**Lesetext**:
Doktor Proktors Pupspulver

Eine Filmkritik von Rochus Wolff

Ein laues Lüftchen

Meine Güte, was habe ich gehofft, dass dieser Film gelingen würde! Mit welcher Begeisterung haben sich die Kinder das Buch vorlesen lassen, in dem Jo Nesbø — welch genialer Schachzug! — seinen Titelhelden ein Pupspulver erfinden lässt, das nicht nur laute, aber perfekt geruchlose Fürze erzeugt, sondern in seiner Abwandlung als Pupsonautenpulver auch das (nicht ganz ungefährliche!) Herumfliegen per Darmwindkraft ermöglicht.
Vor allem aber ist Nesbøs Geschichte ein beglückendes Beispiel dafür, wie man ein phantasievolles, völlig irres und trotzdem nicht nur spannendes, sondern auch hintergründig witziges Kinderbuch schreiben kann, voller Sprachwitz und zauberhafter Details, ach, ich könnte jetzt noch absatzweise weiter preisen und lobsingen. Aber ich will ja hier und jetzt eigentlich den Film besprechen.

**Datensatzinhalt**:

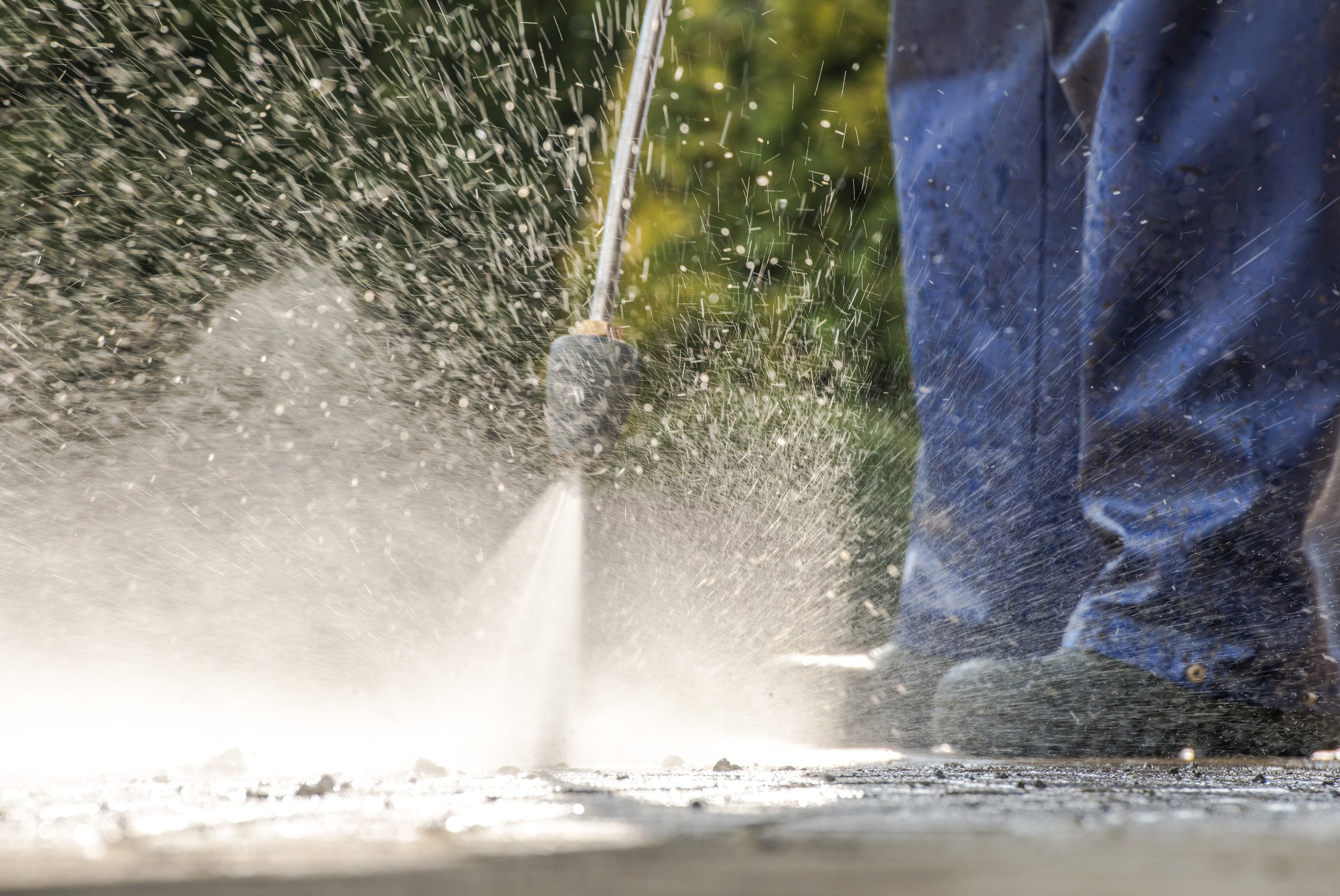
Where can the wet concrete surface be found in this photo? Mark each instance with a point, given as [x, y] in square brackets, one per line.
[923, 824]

---

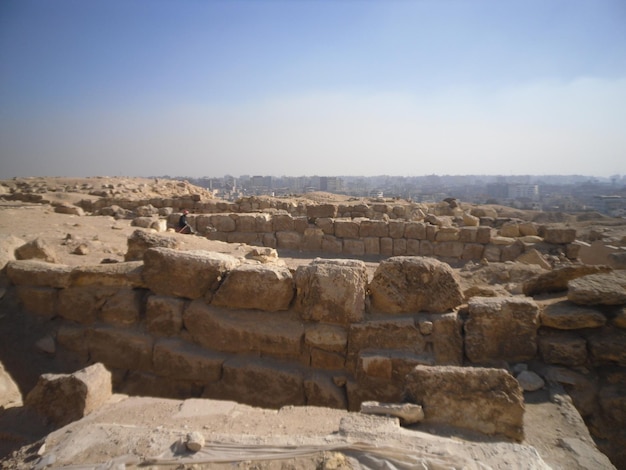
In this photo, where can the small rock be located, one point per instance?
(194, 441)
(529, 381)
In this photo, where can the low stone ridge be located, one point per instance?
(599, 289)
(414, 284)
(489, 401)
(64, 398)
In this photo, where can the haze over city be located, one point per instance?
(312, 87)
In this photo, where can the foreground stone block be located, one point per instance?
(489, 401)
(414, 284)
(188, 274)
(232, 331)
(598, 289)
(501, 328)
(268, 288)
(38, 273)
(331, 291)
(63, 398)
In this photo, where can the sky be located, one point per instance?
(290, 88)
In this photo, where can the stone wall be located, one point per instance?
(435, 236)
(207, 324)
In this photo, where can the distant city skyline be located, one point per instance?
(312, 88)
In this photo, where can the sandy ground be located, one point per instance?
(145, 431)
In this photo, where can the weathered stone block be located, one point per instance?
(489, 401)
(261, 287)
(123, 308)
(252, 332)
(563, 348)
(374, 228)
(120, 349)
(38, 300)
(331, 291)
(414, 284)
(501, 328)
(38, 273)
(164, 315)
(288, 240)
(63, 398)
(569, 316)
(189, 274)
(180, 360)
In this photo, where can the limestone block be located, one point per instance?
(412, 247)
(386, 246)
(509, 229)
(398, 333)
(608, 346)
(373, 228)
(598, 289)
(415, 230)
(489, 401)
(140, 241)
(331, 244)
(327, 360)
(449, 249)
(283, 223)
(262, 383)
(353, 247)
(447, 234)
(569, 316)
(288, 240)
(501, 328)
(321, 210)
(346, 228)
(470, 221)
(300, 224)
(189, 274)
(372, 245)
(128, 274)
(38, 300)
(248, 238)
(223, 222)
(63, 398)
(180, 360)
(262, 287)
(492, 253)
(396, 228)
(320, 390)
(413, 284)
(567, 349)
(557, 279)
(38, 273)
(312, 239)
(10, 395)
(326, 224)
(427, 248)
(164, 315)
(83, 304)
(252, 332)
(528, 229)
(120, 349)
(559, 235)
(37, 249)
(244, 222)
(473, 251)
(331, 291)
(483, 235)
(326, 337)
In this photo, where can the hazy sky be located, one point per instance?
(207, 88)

--

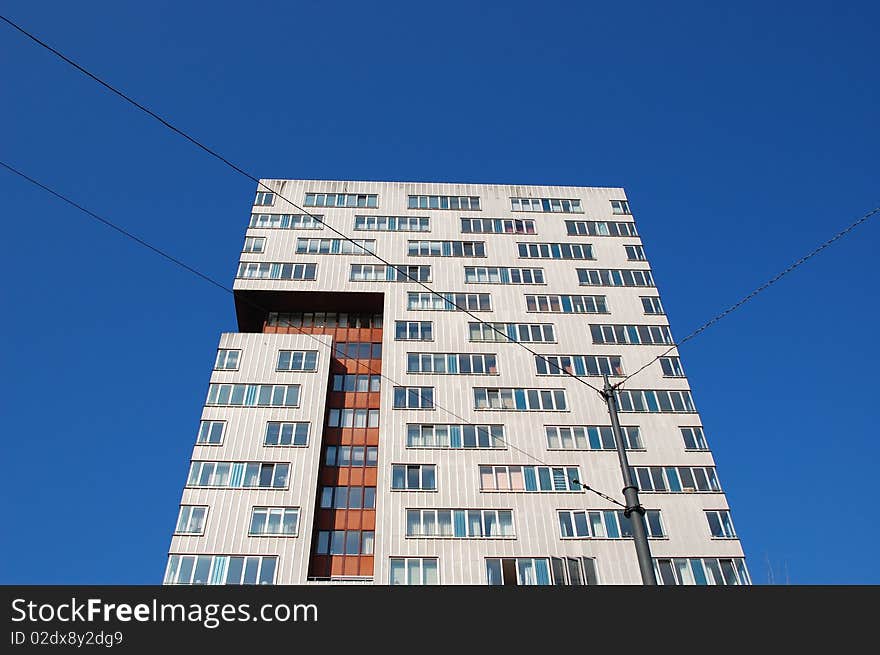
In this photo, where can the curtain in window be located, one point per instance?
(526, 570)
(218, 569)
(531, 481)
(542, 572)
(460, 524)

**Deine Aufgaben**:
A. Gib den Lesetext zwischen „Doktor Proktors Pupspulver“ und „den Film besprechen.“ einschließlich wieder und tausche dabei „Kinderbuch“ gegen „Jugendbuch“ aus.
B. Beantworte die folgenden Fragen zum Lesetext:
(i) Von wem stammt die Filmkritik?
(ii) Wie heißt die Abwandlung des Pulvers, mit der man per Darmwindkraft herumfliegen kann?
(iii) Welcher Autor hat das Buch geschrieben?
Die Einträge sind eigenständiges Material und gehören nicht zum Lesetext.

**Lösungen**:
A.
Doktor Proktors Pupspulver

Eine Filmkritik von Rochus Wolff

Ein laues Lüftchen

Meine Güte, was habe ich gehofft, dass dieser Film gelingen würde! Mit welcher Begeisterung haben sich die Kinder das Buch vorlesen lassen, in dem Jo Nesbø — welch genialer Schachzug! — seinen Titelhelden ein Pupspulver erfinden lässt, das nicht nur laute, aber perfekt geruchlose Fürze erzeugt, sondern in seiner Abwandlung als Pupsonautenpulver auch das (nicht ganz ungefährliche!) Herumfliegen per Darmwindkraft ermöglicht.
Vor allem aber ist Nesbøs Geschichte ein beglückendes Beispiel dafür, wie man ein phantasievolles, völlig irres und trotzdem nicht nur spannendes, sondern auch hintergründig witziges Jugendbuch schreiben kann, voller Sprachwitz und zauberhafter Details, ach, ich könnte jetzt noch absatzweise weiter preisen und lobsingen. Aber ich will ja hier und jetzt eigentlich den Film besprechen.

B.
(i) Von Rochus Wolff.
(ii) Pupsonautenpulver.
(iii) Jo Nesbø.